PROBLEM TO WORK ON =>
Write the entries out again exactly as they stand, but without the pictures.

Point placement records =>

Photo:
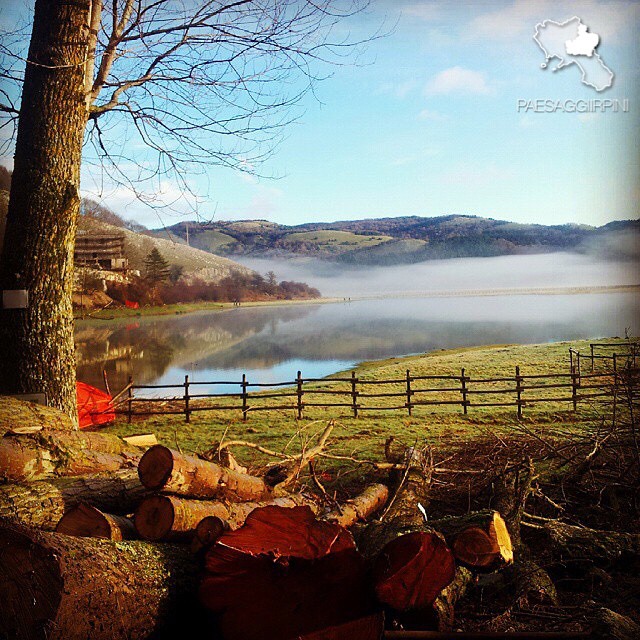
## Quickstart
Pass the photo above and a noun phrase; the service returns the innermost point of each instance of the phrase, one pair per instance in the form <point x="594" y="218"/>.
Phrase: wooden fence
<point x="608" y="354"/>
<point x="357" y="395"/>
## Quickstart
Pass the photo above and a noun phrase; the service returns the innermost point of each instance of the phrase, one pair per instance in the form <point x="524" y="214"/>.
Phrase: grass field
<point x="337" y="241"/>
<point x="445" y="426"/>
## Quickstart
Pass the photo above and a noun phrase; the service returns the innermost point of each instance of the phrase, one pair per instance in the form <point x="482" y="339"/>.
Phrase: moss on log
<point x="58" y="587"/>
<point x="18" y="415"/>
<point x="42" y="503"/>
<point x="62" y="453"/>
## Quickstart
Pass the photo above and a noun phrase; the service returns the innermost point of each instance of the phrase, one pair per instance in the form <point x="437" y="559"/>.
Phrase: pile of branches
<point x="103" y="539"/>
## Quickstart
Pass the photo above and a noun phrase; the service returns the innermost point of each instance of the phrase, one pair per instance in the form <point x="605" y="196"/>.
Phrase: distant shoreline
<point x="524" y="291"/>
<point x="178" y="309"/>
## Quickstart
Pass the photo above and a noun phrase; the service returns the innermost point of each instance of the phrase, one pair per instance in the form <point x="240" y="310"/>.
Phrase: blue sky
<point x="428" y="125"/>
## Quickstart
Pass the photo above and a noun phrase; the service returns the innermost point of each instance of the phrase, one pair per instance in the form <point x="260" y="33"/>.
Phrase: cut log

COMPLETED EXERCISE =>
Photo:
## Quickstart
Pass the photo above and a noun phrase; the service returns the innermost point of each instance of the phrase, one pair per instance in the form <point x="594" y="218"/>.
Phrase: wooden fence
<point x="608" y="354"/>
<point x="357" y="395"/>
## Quickstart
Pass the photo above and a noun phrase; the service returns the innermost point of each instance of the phrase, one pair per instance in the form <point x="524" y="214"/>.
Phrase: grass field
<point x="337" y="241"/>
<point x="445" y="426"/>
## Quickstart
Pass the photo above and a noun phrase; the service returns the innermost point of each instance of the phrase, one pair per instance in the form <point x="482" y="339"/>.
Phrase: moss on log
<point x="58" y="587"/>
<point x="18" y="415"/>
<point x="42" y="503"/>
<point x="62" y="453"/>
## Quickstart
Pass the photo above and a noun phrase; the service returns the innermost point of each instance of the phrase, one pair per instance in the form <point x="437" y="559"/>.
Phrase: pile of branches
<point x="103" y="539"/>
## Quickstart
Pass the photo above and a noun phrase; the service returns the innermost point of each instance of the phrase, one pair per instance in the form <point x="605" y="196"/>.
Phrase: distant shoreline
<point x="524" y="291"/>
<point x="178" y="309"/>
## Quickstart
Pass the photo above and a noun phrase; the service returns the innermost point of each instance of the phrase, one pair per instance in the form <point x="240" y="310"/>.
Phrase: blue sky
<point x="428" y="125"/>
## Quickstart
Pass the photo above and a noun phrase; the service returns the innermost point of each instance of the phrase, one pair per instance in the form <point x="260" y="33"/>.
Phrase: cut log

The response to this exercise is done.